* **Instructies**:
1. Noem alle soorten partijen die het fragment over de feestdagen vermeldt.
2. Zet het fragment over de feestdagen voort vanaf de vraag van de buurvrouw over de kinderen.

* **Gekozen fragment**:
Heb ik dáárom het verlangen om ergens weg te kruipen in een donker hoekje, en te wachten tot alle – in mijn oren en ogen – irritante liedjes, en schaamteloze schrans- snoep en zuippartijen
weer voorbij zijn?
Geen idee. Ben ik dan zo anders dan anderen? Niks daarvan, als er al sprake is van een onderscheid, wordt dat in het hoofd gemaakt. En het zal vast wel weer iets uit het verleden zijn, waar we zo vaak in blijven hangen. Terwijl ik toch, na zoveel jaar boeddhisme en dzogchenbeoefening zou kunnen weten dat het verleden niet meer bestaat, voorbij is en alleen nog in de denkende geest aanwezig is. Maar goed, ik ben slechts onderweg en verre van gerealiseerd.
Een man van het halflege glas, die Van Kalken, zullen de meeste mensen denken die dit lezen, en gelijk hebben ze. Maar de leeftijd van doen alsof ik het allemaal zo geweldig vind ligt inmiddels achter mij.
Veel liefhebbers van deze feesten kunnen haast niet wachten op het nieuwe seizoen en leggen met spijt in het hart hun aan uitval onderhevig zijnde kerstboom bij de weg. De dennennaalden worden op-gestofzuigd, de versieringen worden weer netjes in hun dozen gestopt, de lichtsnoeren opgerold en met spijt in het hart naar de zolder gebracht. Ik zag op de tv een mevrouw die het hele verdere jaar bezig was om nieuwe versieringen voor te bereiden, en die tot tranen toe bewogen werd toen de verslaggever haar vroeg hoe ze het vond dat kerst en de jaarwisseling voorbij zijn .
‘Maar de kinderen dan, die gun je die feesten toch wel?’ vroeg een buurvrouw fronsend toen laatst een buurpraatje in een heuse biecht verkeerde.

* **Gegevens**:
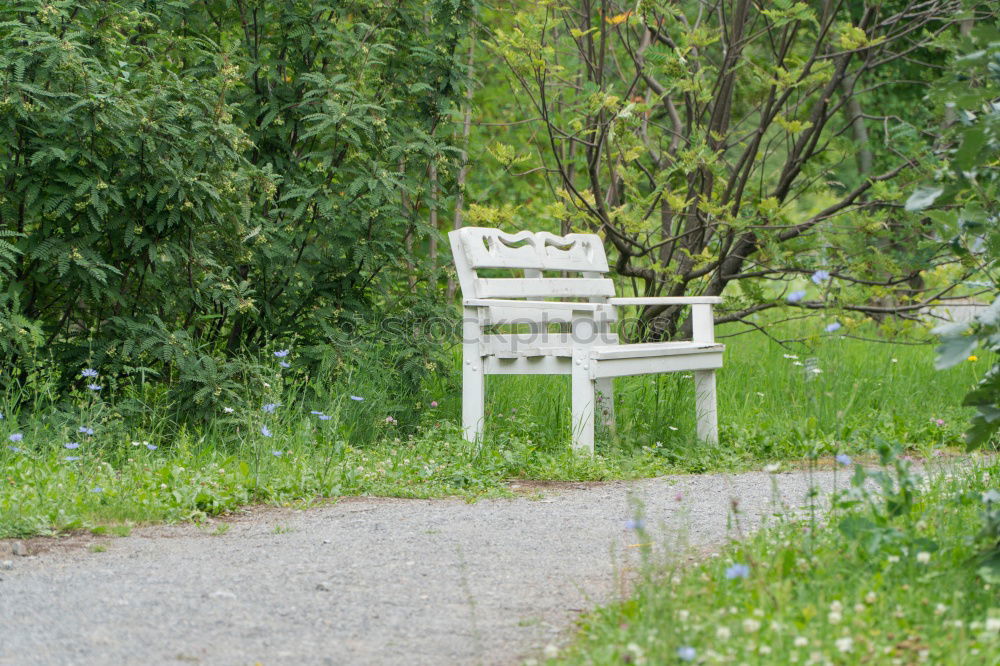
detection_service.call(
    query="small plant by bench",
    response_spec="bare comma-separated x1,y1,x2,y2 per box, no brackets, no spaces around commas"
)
449,227,724,453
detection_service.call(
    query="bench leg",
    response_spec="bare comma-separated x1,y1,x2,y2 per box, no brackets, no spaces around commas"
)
572,354,594,455
694,370,719,444
462,345,486,444
595,377,615,428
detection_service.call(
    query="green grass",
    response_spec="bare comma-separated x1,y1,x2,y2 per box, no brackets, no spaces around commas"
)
549,454,1000,666
0,320,985,537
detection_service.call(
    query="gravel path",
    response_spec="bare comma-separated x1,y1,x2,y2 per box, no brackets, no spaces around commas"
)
0,472,847,666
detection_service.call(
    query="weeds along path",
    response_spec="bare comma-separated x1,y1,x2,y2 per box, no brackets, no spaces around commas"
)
0,471,848,666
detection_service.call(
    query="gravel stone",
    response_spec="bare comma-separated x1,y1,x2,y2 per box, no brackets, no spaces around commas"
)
0,470,849,666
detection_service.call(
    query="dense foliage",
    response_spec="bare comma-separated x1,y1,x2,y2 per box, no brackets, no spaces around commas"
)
928,24,1000,447
478,0,996,336
0,0,470,407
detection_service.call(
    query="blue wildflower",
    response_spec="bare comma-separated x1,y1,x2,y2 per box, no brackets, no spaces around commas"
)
726,564,750,580
809,270,830,284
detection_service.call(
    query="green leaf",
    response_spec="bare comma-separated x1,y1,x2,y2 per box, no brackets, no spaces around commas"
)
905,186,944,212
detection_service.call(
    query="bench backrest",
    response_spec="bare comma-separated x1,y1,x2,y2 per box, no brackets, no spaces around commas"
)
448,227,615,301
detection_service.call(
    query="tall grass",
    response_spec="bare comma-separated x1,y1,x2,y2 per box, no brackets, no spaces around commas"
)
0,320,986,536
454,326,989,471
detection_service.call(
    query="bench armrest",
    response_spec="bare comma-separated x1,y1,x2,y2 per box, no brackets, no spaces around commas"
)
608,296,722,305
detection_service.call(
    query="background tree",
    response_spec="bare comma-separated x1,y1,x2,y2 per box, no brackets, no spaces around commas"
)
481,0,993,337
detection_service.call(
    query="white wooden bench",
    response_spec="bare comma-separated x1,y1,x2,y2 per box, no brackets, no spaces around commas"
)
448,227,724,453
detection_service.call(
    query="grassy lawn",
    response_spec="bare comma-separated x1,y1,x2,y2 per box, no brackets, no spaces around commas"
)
0,320,985,537
549,448,1000,665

* **Antwoorden**:
1. schranspartijen, snoeppartijen, zuippartijen

2.
Absoluut. Deze bekentenis is ook geen pleidooi om die feesten af te schaffen, hoewel ze de abattoirs van mij wereldwijd verplicht twee maanden van tevoren mogen sluiten. Ik gun in tegendeel iedereen juist zijn of haar plezier, en de kinderen al helemaal. En het ligt ook niet aan de feesten. Het is natuurlijk gewoon iets in mezelf, dat verlangen om vanaf november ergens te gaan schuilen tot het allemaal weer voorbij is. Elk jaar in januari heb ik het opnieuw, dat gevoel om weer ruimer te kunnen ademen. Tenminste, nadat de vuurwerkdampen en kerstbomenbrandluchten zijn weggetrokken, alle slachtoffers verbonden of begraven, de eerste vogeltjes nog ietwat schuw tevoorschijn komen en de gevluchte huisdieren nog steeds angstig uit hun schuilhoekjes kruipen, of opgehaald kunnen worden uit de dierenopvangcentra.
Er zijn boeddhisten die uit een soort principe niet aan kerstdingen doen. Ik ben zelf niet zo van de principes, omdat die het grote nadeel hebben een belemmering te vormen om verder te kijken dan de gestolde opvattingen die principes zijn. Ook tegen het zenden van een heilwens voor het komende jaar kan ook ik geen redelijk argument verzinnen. Dus stop ik met zeuren en sluit ik af met: OM moge het nieuwe jaar voor alle lezers en niet-lezers van het Boeddhistisch Dagblad, beoefenaren en niet-beoefenaren, inspirerend en heilzaam zijn HUM!